* [Extrait du document]
Quant aux liens hypertextes disposés dans l’article, ils doivent, en plus d’apporter une plus-value journalistique, être placés au bon endroit. «Mettre un lien sur “dit-elle” ou “lire la suite” ou “plus d’infos à venir” ne sert à rien, reprend la SEO du Daily Beast. Il faut que l’internaute comprenne, rien qu’en lisant la portion de mots sur laquelle porte le lien, sur quelle page il va aboutir s’il clique». Et Olivier Lecompte confirme: «si un rédacteur évoque un rapport sur la discrimination au travail, et qu’il met un lien sur le mot “rapport” sans englober les termes “sur la discrimination au travail”, c’est inefficace, car il y a des milliers de rapports sur la toile.»
Enfin, sans entrer trop dans les détails, les adresses URL doivent également être travaillées. Et pas que par les développeurs et les spécialistes du SEO. Dans certains outils de publication, les rédacteurs peuvent éditer, en plus du titre, des url. Au même titre que des légendes de photos ou des chapeaux. «Vos visiteurs peuvent être intimidés par une longue adresse URL dont le sens est crypté (par exemple une url contenant «content/view/959/130/», ndlr)», détaille Google dans son guide SEO. On préfèrera donc des URL avec des mots compréhensibles par tous, comme celle qui contient «societe/article/2010/10/16/liliane-bettencourt-va-porter-plainte-contre-sa-fille».
Prendre des gants
D’aucuns s’émeuvent de ce que l’écriture puisse avoir de l’impact sur le référencement. Pourtant, pour la plupart des sites d’information, le trafic se fait entre 50 à 70% en provenance des moteurs. «Par réflexe corporatiste, on a du mal à voir débouler (les référenceurs, ndlr) avec leur volonté de nous expliquer comment il faut écrire et de chambouler nos priorités éditoriales, ce qui est le cœur de notre métier, explique Christophe Carron, de Prisma, interviewé par le site Café Référencement. A l’expression «content is king, SEO is emperor», qui «sonne un peu comme une provocation, une déclaration de guerre», le journaliste préfère ajouter «content is king, SEO is emperor, reader is God».
«Ce sont aux journalistes de choisir, tranche Michael Shapiro, professeur de journalisme à l’école de la Columbia. Veulent-ils être lus par 10 personnes? Ou 5.000 personnes? Il ne suffit pas de mettre les papiers sur Facebook et sur Twitter. Pour mieux comprendre l’audience qui les lit, d’où elle vient, ce sur quoi elle clique, combien de temps elle reste sur une page, il existe des outils comme Google Analytics. Ils doivent s’en servir.»
Répondre aux questions des internautes
«Avant d’écrire, tous les journalistes devraient se demander ce que cherchent les internautes sur le Net, arguent nombre de rédacteurs en chef. Cela les aiderait à produire des sujets qui répondent aux questions de leurs lecteurs.» Ceci explique en partie le succès des titres commençant par «comment», «pourquoi»… Dans un précédent W.I.P., j’avais déjà tenté de répondre à cette question: et si les journalistes n’écrivaient que ce que les lecteurs lisent?

* [Consignes]
1. Pouvez-vous recopier mot pour mot le passage de l'extrait sur le référencement qui commence par « Répondre aux questions » et se poursuit jusqu'à « les lecteurs lisent? » ?
2. Pourriez-vous poursuivre l'extrait sur l'écriture journalistique et le référencement au-delà de sa dernière phrase ?

* [Données fournies]
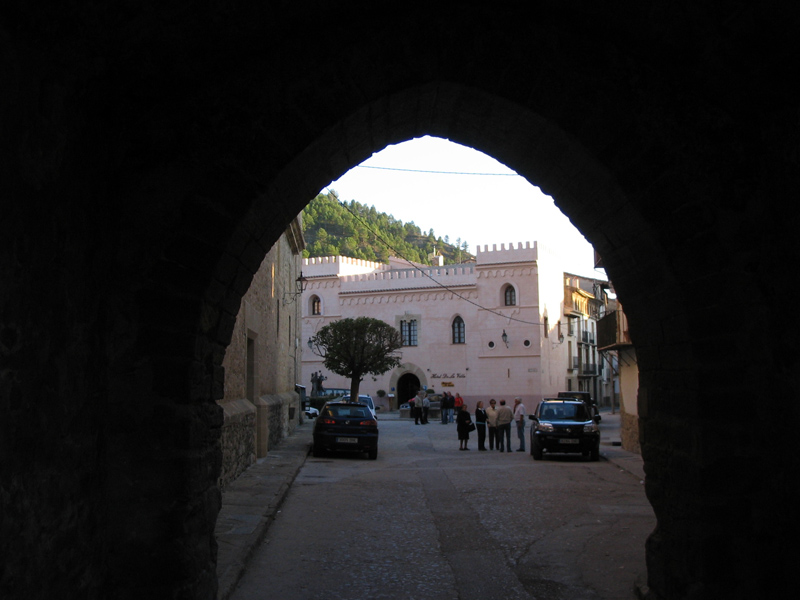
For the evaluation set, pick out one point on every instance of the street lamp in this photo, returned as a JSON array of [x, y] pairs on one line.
[[301, 283]]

* [Réponses]
1.
Répondre aux questions des internautes
«Avant d’écrire, tous les journalistes devraient se demander ce que cherchent les internautes sur le Net, arguent nombre de rédacteurs en chef. Cela les aiderait à produire des sujets qui répondent aux questions de leurs lecteurs.» Ceci explique en partie le succès des titres commençant par «comment», «pourquoi»… Dans un précédent W.I.P., j’avais déjà tenté de répondre à cette question: et si les journalistes n’écrivaient que ce que les lecteurs lisent?

2.
Jeremy Peters, du New York Times, ne veut pas que l’audience lui impose ses choix éditoriaux. Sur le site de France 24, du Washington Post, sur 20minutes.fr, sur Gawker, les données sur les visites et les clics des internautes sont affichées aux yeux de toute la rédaction. Pas au New York Times. «On ne laisse pas les chiffres nous dicter notre mission journalistique, répond Bill Keller, le rédacteur en chef. Nos lecteurs viennent pour lire nos points de vue, pas ceux de la foule. Nous ne sommes pas American Idol.»
Une position obsolète? Sans doute, car le SEO n’est pas contraire aux valeurs du journalisme. La meilleure enquête du monde ne sert à rien si personne ne la trouve. Et ne peut la lire. Inversement, peu importe que le SEO soit bon si le contenu ne l’est pas, dit en substance le Nieman Lab. Il est insupportable de faire une requête sur Google et de trouver, parmi les résultats, des pages qui ne répondent pas à la recherche.
Un scoop? Comment Google peut-il le savoir?
Dans la cohabitation entre contenus et SEO, il y a un point qui risque d’énerver encore longtemps les journalistes: publier une information exclusive et que celle-ci ne remonte pas dans Google News en premier. A priori, aucune raison que cela change. «Le journaliste est dégouté, mais Google ne réfléchit pas comme cela, dit encore Olivier Lecompte. Comment peut-il savoir qui a sorti l’information en premier? Il voit une suite de mots, il ne lit pas entre les lignes.»
La seule solution, c’est que les sites qui reprennent cette info citent correctement la source originelle, en faisant un lien vers elle. «Google va analyser la source des infos, et s’il voit que beaucoup de monde, à l’extérieur de ton site, parle de toi, il va considérer que tu es important et te faire remonter, reprend Olivier Lecompte. Mais Google ne va pas taper sur les doigts de ceux qui ont oublié de te citer comme source». Faire valoir ses infos, y compris face à la concurrence, cela reste à la charge des journalistes.
Prenez-vous en compte les techniques SEO pour écrire des contenus en ligne? Qu’avez-vous expérimenté? Partagez vos trouvailles dans les commentaires ci-dessous…
Alice Antheaume
Crédit: Sony Pictures Releasing France
A regarder The Social Network, qui sort en salles mercredi 13 octobre, le rêve est là, à portée de clic. Il se résume ainsi: “Depuis un simple ordinateur, la technologie te permet de créer quelque chose qui peut changer la société. Tu n’as pas besoin de secrétaire, ni d’immeuble remplis de bureaux, ni d’employés”, comme le résume cet article du New York Times, intitulé “La version filmique de Zuckerberg divise les générations“. C’est là le “génie” du fondateur de Facebook, s’enthousiasme la génération digitale, quand les plus âgés ne peuvent s’empêcher de le trouver “vraiment trop méchant”. Un film clivant, donc?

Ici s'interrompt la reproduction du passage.